**What you are asked to do**
Extract, exactly as written, all lines of the material below from the line that includes "pixel 152 19" through its last line.
** Opening Data for review block **
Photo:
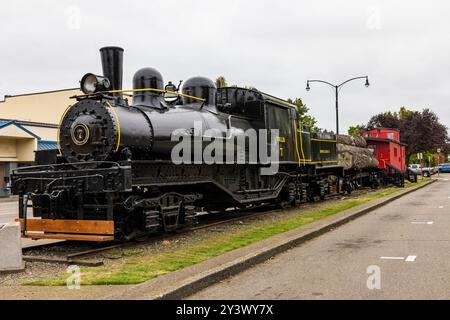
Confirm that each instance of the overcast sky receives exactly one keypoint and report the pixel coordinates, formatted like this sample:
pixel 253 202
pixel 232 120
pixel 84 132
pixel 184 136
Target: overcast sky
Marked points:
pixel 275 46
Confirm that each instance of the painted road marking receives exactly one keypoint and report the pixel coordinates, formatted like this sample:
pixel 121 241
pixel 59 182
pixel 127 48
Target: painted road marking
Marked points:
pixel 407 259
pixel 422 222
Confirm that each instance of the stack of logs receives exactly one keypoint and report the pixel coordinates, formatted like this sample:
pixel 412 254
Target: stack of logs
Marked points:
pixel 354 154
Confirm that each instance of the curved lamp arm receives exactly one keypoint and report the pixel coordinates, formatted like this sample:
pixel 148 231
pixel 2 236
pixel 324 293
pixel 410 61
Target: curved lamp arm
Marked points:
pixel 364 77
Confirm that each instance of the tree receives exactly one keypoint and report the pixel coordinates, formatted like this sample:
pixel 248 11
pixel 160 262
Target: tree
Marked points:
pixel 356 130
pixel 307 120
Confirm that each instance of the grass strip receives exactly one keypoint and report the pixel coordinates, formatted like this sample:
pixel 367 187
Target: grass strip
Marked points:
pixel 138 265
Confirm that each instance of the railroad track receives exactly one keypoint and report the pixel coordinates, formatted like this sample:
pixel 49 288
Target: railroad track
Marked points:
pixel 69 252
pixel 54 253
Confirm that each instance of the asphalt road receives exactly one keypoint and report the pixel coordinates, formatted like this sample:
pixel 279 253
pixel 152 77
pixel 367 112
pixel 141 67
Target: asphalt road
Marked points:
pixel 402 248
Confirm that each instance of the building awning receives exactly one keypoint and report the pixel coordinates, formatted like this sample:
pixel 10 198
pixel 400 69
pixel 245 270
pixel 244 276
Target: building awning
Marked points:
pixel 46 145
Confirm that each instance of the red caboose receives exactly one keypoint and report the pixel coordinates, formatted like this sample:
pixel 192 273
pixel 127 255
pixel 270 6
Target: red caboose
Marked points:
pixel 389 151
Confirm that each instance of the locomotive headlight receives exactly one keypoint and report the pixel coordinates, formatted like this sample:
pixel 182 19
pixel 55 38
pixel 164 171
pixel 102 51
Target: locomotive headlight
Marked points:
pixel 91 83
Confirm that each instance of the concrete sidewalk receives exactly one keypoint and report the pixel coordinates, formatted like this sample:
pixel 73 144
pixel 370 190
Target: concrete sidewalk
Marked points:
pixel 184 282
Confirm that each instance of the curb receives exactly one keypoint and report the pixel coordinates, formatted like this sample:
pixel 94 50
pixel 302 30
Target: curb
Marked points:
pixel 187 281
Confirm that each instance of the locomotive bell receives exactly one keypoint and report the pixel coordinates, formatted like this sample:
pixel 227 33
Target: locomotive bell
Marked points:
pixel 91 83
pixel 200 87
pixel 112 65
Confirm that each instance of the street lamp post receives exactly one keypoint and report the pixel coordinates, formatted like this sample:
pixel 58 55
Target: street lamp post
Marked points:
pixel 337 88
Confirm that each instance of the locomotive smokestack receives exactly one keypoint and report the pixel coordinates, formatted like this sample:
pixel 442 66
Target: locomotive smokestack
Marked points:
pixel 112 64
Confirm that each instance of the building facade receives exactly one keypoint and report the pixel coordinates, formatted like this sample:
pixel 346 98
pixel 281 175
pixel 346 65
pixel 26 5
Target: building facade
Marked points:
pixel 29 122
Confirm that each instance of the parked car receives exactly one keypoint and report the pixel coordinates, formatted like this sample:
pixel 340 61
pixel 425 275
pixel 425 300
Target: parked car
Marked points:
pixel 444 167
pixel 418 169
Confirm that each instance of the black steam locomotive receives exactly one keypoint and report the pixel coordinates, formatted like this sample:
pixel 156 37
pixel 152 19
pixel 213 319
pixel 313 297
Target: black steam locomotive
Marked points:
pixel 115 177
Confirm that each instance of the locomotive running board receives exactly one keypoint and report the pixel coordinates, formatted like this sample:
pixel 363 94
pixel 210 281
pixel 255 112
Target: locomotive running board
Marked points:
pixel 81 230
** Closing Data for review block **
**Result of this exercise**
pixel 152 19
pixel 213 319
pixel 313 297
Target: black steam locomotive
Marked points:
pixel 115 177
Confirm that each instance of the locomotive running board receives exactly one keypoint and report the pixel coordinates, formatted like this sample:
pixel 363 94
pixel 210 281
pixel 255 112
Target: locomotive running board
Marked points:
pixel 81 230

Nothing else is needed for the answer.